-- begin --

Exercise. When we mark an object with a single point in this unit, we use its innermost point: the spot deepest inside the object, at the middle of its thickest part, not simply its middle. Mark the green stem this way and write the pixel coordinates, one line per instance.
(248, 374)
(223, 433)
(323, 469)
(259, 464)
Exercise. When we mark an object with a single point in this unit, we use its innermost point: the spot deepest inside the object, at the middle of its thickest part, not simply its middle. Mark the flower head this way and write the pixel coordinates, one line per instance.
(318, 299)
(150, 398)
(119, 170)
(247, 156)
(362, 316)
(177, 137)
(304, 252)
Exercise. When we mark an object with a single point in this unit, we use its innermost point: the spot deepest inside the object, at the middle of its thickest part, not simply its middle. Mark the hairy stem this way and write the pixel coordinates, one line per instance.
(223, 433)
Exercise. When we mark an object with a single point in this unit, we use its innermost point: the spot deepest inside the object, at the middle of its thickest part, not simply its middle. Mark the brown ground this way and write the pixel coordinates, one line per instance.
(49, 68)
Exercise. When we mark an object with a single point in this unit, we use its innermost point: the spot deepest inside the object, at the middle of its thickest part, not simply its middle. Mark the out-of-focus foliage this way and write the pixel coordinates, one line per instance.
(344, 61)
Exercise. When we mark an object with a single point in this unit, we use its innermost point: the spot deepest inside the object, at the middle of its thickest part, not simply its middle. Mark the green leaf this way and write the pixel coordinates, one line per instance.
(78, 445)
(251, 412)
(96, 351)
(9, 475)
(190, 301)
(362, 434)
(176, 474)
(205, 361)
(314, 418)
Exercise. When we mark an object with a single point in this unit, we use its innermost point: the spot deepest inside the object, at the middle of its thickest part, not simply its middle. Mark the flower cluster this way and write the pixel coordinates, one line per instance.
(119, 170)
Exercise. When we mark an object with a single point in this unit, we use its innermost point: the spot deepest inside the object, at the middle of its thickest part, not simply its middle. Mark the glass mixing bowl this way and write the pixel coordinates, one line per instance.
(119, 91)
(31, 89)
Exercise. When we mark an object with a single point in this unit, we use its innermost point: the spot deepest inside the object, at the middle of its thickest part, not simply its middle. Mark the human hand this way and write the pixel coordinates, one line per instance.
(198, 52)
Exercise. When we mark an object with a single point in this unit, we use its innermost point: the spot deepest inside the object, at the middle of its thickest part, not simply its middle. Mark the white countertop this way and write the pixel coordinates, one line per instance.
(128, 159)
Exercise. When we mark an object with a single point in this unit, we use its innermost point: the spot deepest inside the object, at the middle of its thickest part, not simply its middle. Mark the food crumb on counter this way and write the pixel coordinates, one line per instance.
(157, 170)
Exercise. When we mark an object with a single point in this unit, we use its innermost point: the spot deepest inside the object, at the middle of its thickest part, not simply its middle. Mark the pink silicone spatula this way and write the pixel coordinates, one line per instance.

-- end --

Aim of the exercise
Copy every one of the records above word for word, keeping their order.

Finished task
Exercise. When we mark an object with a single point in this unit, we use its innermost point: the spot deepest inside the object, at the middle of its thickest part, not simply its middle. Mark the green stem this way and write the pixel coordinates, one line per instance.
(248, 374)
(223, 433)
(323, 469)
(259, 464)
Exercise. When we mark an object with a single point in this unit, we use its innermost point: the spot deepest inside the object, at the middle of its thickest part, not simply its middle. Mark the flower head this way and write the pixel coordinates, one line per instance.
(318, 299)
(150, 398)
(119, 170)
(247, 156)
(362, 316)
(177, 137)
(304, 252)
Exercise. When we mark an object with a single point in this unit, we use its innermost point: the spot deepest inside the object, at the middle of its thickest part, not simply its middle. Mark the hairy stem this way and write the pixel coordinates, one line per instance.
(223, 433)
Exercise. When we mark an object with a single point in this unit, we use its innermost point: the spot deepest inside the object, at the middle of its thickest part, not simply its middle. Mark the brown ground this way and write the pixel coordinates, one line per instance.
(49, 68)
Exercise. When we mark an object with a single point in this unit, we use its innermost point: the spot deepest inside the object, at the middle of its thickest part, not simply its middle. Mark the out-of-focus foliage this way and write the pixel coordinates, one line per instance.
(344, 61)
Exercise. When we mark an object with a single point in this unit, we use its innermost point: the spot deepest inside the object, at the middle of its thickest part, not simply its middle. Mark the green leaf this way and write the pixel coordinates, one line per instance.
(78, 445)
(251, 412)
(96, 351)
(9, 475)
(190, 301)
(362, 434)
(176, 474)
(205, 361)
(314, 418)
Exercise. When we mark an object with a single point in this unit, we use its innermost point: the spot deepest inside the object, at the middle of its thickest part, not simply its middle. Mark the flower cluster this way and write the pixel coordinates, one line per instance.
(119, 170)
Exercise. When we mark an object with a single point in this unit, we use its innermost point: the spot deepest inside the object, at the middle of its thickest part, not simply its middle. Mark the glass mixing bowl this way and write the pixel coordinates, one line per instance.
(119, 91)
(31, 89)
Exercise. When we mark an object with a single point in this unit, we use its innermost point: the spot deepest inside the object, at the middle of its thickest part, not simply its middle. Mark the human hand this way and write the pixel coordinates, one line per instance.
(198, 52)
Exercise. When we mark an object with a single point in this unit, we use its innermost point: the spot deepest inside the object, at the middle of its thickest part, not simply its middle. Mark the white countertop this way and write the pixel coordinates, one line per instance.
(128, 159)
Exercise. When we mark an object with a single point in this unit, we use its innermost point: the spot deepest inside the object, at the middle of its thickest part, not simply its middle. Mark the food crumb on counter this way and write the pixel coordinates, one line per instance.
(157, 170)
Exercise. When we mark an object with a single point in this unit, we use its innermost point: the spot deepest inside the object, at the middle of its thickest part, not simply its middle. Mark the pink silicone spatula this way and write the pixel coordinates, one line per instance.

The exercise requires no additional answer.